<<<<
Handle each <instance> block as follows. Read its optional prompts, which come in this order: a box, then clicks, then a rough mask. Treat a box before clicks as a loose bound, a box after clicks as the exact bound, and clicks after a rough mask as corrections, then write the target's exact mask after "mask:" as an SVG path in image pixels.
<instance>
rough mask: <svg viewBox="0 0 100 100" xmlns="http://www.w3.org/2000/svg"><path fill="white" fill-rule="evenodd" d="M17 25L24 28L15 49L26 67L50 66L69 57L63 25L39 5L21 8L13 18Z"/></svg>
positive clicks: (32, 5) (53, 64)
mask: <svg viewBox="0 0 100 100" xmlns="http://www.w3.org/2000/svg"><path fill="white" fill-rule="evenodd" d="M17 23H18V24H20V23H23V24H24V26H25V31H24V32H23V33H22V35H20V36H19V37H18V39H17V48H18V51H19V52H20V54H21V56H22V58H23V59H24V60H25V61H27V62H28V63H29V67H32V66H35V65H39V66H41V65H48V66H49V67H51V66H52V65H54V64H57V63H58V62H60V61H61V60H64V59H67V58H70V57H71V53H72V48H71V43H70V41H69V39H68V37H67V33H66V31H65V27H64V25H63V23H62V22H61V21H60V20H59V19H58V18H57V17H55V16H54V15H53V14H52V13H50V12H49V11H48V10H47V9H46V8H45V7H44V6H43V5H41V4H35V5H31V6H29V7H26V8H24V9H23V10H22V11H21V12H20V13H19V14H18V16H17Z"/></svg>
>>>>
» What is being asked: Filter the records down to the lines that contain the string "instance", and copy those lines.

» Answer to the problem:
Handle each <instance> block as follows. Read its optional prompts, which come in this order: a box, then clicks, then a rough mask. Treat a box before clicks as a loose bound, a box after clicks as the exact bound, and clicks after a rough mask as corrections, then write the target's exact mask after "mask:" as an SVG path in image pixels.
<instance>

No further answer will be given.